** Opening EXTRACT PROVIDED block **
8. What his policy is on the provision of support for people who are unable to work as a result of a disability. 
The Government recognise that some people will not be able to work, or prepare for work, because of a disability. Those people will receive unconditional support and be able to have help to find employment on a voluntary basis. Financial support for those who are unable to work will be through cash benefits, such as the disability living allowance and the employment and support allowance, replacing incapacity benefits.
I thank the Minister for her reply. Royal British Legion Industries, based in my constituency, provides an important service to people with disabilities. Will the Minister assure the House that the Government will use the expertise of such organisations to help people with disabilities get back to work?
** Closing EXTRACT PROVIDED block **
** Opening ENTRIES SHOWN block **
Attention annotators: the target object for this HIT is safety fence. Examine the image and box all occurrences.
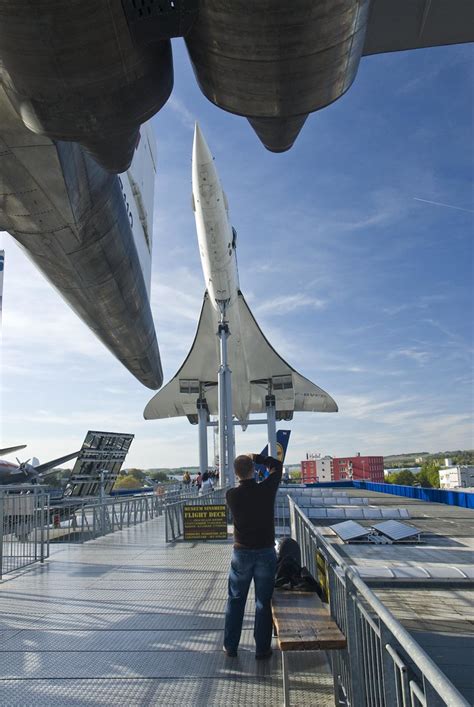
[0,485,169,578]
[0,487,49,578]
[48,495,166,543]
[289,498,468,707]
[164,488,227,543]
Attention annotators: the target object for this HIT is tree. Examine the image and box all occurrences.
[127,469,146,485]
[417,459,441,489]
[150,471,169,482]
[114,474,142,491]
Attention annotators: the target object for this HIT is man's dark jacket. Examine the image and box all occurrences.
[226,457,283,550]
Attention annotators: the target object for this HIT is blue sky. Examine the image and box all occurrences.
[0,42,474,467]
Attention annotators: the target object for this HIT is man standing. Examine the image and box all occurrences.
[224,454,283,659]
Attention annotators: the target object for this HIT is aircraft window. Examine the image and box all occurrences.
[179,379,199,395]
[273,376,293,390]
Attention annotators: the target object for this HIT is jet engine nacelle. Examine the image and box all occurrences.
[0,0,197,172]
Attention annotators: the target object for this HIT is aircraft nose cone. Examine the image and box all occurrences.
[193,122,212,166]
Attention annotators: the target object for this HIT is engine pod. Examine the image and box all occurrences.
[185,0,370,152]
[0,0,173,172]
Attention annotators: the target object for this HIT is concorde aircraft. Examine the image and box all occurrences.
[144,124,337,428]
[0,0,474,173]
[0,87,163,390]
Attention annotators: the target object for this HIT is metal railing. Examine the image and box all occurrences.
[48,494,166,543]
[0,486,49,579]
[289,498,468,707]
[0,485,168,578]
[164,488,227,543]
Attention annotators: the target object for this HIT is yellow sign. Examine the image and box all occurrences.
** Closing ENTRIES SHOWN block **
** Opening ENTRIES SHOWN block **
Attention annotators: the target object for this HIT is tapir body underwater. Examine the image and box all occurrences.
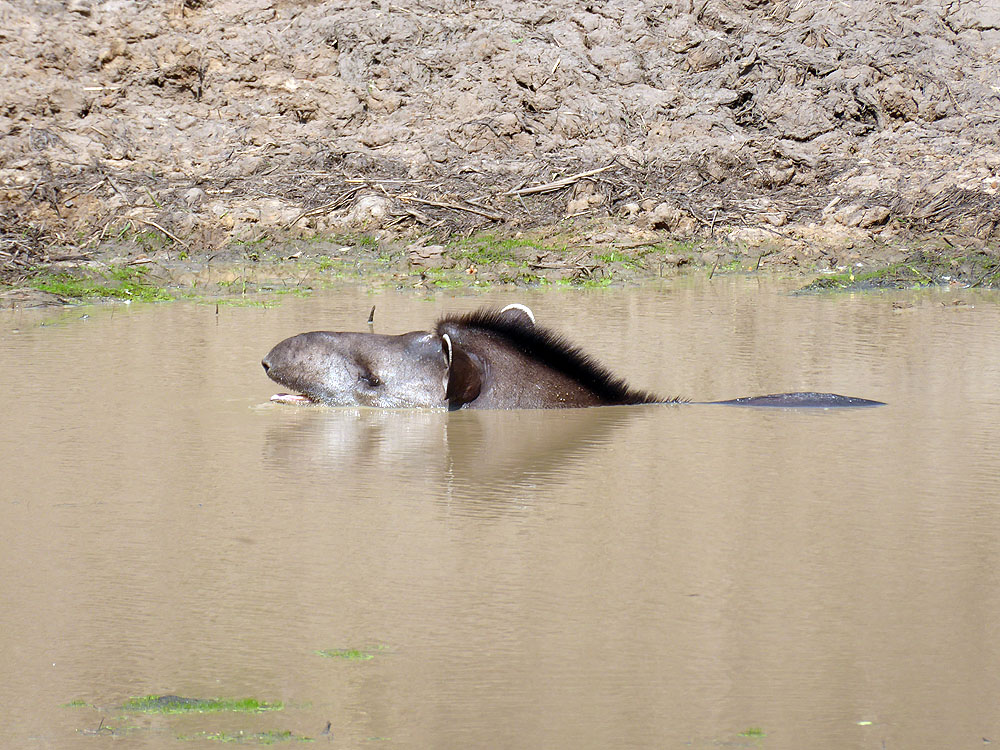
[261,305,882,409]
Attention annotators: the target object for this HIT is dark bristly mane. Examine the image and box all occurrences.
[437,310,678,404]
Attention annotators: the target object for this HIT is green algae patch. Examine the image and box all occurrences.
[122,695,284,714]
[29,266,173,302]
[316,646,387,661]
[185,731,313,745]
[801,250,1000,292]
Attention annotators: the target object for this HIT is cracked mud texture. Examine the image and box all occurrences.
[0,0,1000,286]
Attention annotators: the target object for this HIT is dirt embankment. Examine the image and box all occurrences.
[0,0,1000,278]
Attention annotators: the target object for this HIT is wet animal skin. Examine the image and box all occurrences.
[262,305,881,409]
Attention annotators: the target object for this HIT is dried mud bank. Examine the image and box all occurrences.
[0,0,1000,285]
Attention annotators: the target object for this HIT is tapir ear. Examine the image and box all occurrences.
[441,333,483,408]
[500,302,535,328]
** Closing ENTRIES SHOWN block **
** Opening ENTRIES SHOWN block **
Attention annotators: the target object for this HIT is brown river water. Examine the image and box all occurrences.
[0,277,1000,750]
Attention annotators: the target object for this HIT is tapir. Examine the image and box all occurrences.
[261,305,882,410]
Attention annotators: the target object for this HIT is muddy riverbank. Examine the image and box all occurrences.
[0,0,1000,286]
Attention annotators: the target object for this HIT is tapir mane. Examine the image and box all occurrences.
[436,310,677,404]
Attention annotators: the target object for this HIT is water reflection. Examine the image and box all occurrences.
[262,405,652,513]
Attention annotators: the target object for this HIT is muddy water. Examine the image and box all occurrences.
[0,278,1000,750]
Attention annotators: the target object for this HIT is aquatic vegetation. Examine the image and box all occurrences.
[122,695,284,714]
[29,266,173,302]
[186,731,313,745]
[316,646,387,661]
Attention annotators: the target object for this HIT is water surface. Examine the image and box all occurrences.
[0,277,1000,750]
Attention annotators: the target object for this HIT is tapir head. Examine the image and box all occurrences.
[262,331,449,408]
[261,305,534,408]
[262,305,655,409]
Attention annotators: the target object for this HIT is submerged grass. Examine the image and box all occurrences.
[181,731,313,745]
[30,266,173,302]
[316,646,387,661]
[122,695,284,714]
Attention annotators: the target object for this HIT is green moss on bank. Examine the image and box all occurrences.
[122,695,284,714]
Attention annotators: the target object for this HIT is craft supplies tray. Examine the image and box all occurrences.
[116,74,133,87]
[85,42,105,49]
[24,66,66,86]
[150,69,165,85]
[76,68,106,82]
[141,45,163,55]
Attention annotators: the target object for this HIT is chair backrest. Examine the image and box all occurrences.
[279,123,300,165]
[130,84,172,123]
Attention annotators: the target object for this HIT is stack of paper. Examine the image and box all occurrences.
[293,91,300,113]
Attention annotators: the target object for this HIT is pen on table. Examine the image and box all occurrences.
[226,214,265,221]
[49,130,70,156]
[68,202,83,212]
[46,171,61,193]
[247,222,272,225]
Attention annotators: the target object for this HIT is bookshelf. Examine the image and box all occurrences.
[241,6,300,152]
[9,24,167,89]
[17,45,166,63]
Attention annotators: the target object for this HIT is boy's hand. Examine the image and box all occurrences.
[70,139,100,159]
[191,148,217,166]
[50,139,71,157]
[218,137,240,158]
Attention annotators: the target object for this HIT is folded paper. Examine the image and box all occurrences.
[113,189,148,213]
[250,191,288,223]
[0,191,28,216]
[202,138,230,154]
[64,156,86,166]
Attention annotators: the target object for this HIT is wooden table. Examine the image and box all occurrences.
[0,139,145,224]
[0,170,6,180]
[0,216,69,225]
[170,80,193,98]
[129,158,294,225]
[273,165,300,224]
** Closing ENTRIES SHOWN block **
- **TASKS TO PERFORM**:
**a.** Which organization based in the questioner's constituency is mentioned in the exchange on disability support?
**b.** Continue the parliamentary exchange on disability support from the point where it stops.

- **TASK ANSWERS**:
**a.** Royal British Legion Industries.

**b.**
I thank my hon. Friend for her question and also pay tribute to the Royal British Legion and its work, because it plays a vital role in supporting disabled people into work and helping those who are furthest from the workplace to acquire the skills that they need. The specialist knowledge of such organisations is absolutely vital and will be an important part of the Work programme that the employment Minister, my right hon. Friend the Member for Epsom and Ewell (Chris Grayling) has already announced, because those organisations have the on-the-ground knowledge of how best to support disabled people.
As a former Minister for disabled people, I wish the Minister well in standing up for the rights of disabled people throughout government. Will she therefore tell me what plans there are for the access to work programme? Will the Government honour the previous Government’s commitment, or will access to work disappear amid the one, single Work programme?
I thank the right hon. Lady for her kind comments and congratulate her on the work that she has done to support disabled people. It is absolutely vital that we recognise that a reform of work programmes in this country is long overdue. The Work programme will meet a great many people’s needs, but not absolutely everybody’s, so specialist programmes such as residential training colleges, Remploy’s work and others will continue in order to meet the needs of particular disabled people.
In looking at the support for those with disability, will the Minister ensure that the work capability test is reviewed in order to see how it applies to cancer patients facing chemotherapy? At the moment, they seem to be assessed as fit for work when they are quite clearly going to be unfit and unable to work.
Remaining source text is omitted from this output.